**Gegeven vermeldingen**
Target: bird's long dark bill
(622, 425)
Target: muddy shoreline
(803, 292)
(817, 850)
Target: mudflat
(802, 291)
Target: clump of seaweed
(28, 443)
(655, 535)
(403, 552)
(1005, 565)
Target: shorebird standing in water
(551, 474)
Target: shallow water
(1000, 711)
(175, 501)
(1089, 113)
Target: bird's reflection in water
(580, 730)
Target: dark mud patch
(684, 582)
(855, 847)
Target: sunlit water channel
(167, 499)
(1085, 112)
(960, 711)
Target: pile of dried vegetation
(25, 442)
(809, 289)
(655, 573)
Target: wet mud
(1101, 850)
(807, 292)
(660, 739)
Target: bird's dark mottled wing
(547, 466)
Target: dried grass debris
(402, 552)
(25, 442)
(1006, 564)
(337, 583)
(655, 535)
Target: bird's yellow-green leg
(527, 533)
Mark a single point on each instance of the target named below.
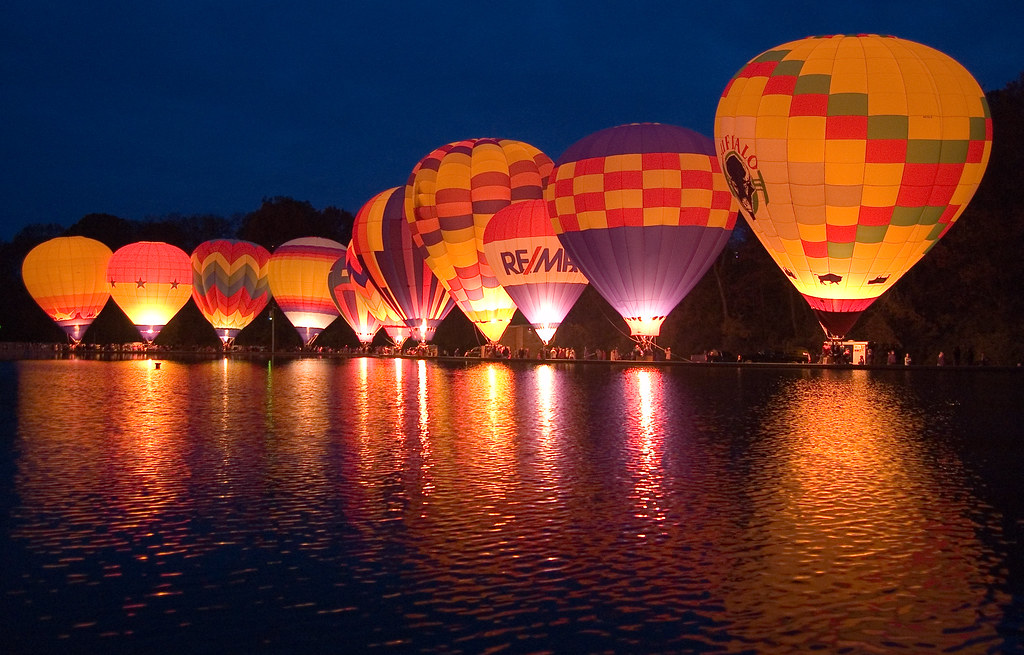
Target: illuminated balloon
(851, 156)
(451, 195)
(382, 244)
(150, 281)
(350, 302)
(229, 284)
(643, 210)
(298, 272)
(67, 276)
(531, 265)
(393, 323)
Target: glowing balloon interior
(298, 275)
(350, 302)
(451, 197)
(851, 156)
(529, 262)
(67, 277)
(643, 210)
(382, 244)
(229, 284)
(150, 281)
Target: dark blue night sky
(146, 108)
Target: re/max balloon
(382, 244)
(643, 210)
(298, 272)
(851, 156)
(531, 265)
(150, 281)
(451, 197)
(229, 284)
(67, 276)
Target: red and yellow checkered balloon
(451, 197)
(851, 156)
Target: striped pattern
(643, 210)
(350, 302)
(382, 245)
(853, 156)
(67, 276)
(150, 281)
(297, 273)
(229, 282)
(451, 197)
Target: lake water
(409, 506)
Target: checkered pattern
(452, 194)
(869, 149)
(636, 189)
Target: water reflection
(856, 532)
(553, 507)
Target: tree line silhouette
(964, 295)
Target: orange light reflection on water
(646, 442)
(849, 483)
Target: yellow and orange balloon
(150, 281)
(851, 156)
(451, 197)
(67, 276)
(298, 275)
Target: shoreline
(55, 352)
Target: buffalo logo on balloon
(851, 157)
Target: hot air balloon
(298, 272)
(382, 244)
(392, 322)
(643, 210)
(229, 284)
(451, 195)
(851, 156)
(531, 265)
(150, 281)
(67, 276)
(350, 302)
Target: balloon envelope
(643, 210)
(349, 301)
(382, 242)
(298, 272)
(851, 156)
(150, 281)
(67, 276)
(451, 197)
(530, 264)
(229, 284)
(389, 318)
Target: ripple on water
(415, 506)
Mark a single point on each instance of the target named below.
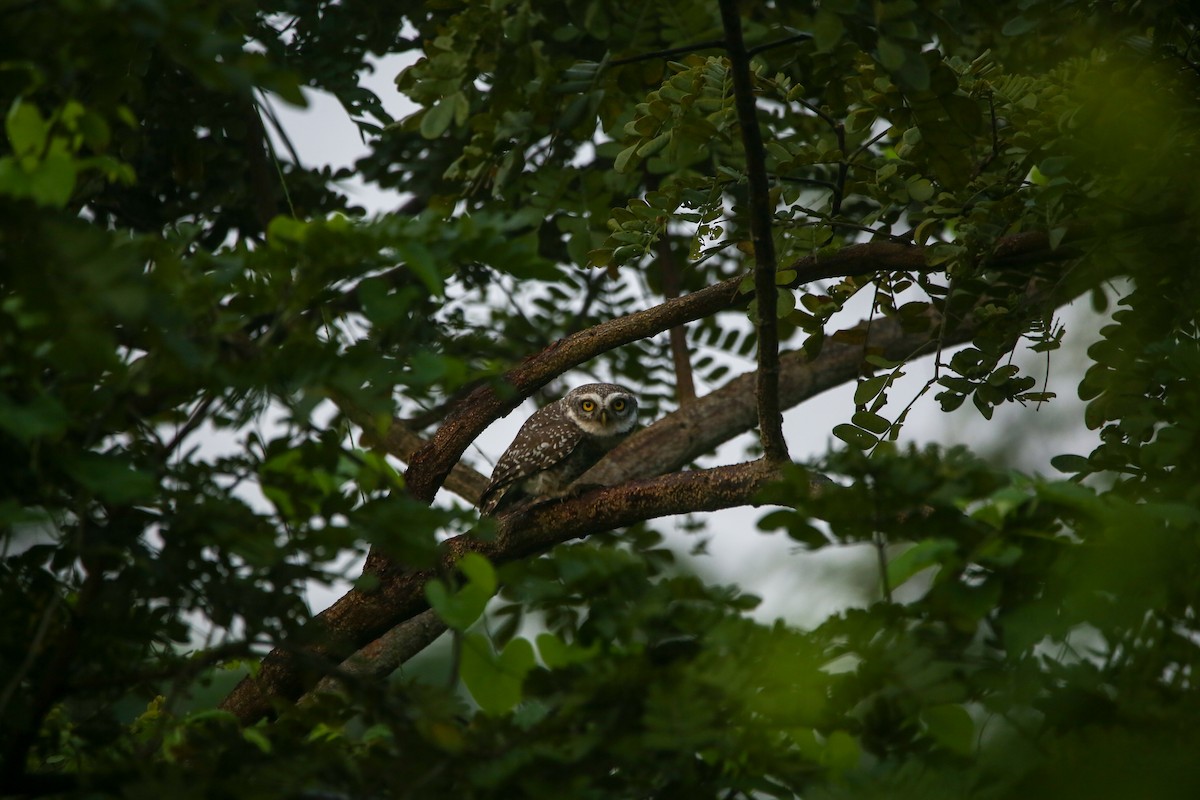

**Uitdaging**
Tel hoeveel regels van de vermeldingen hierboven de tekenreeks "yellow" bevatten. Geef uitsluitend dat aantal.

**Resultaat**
3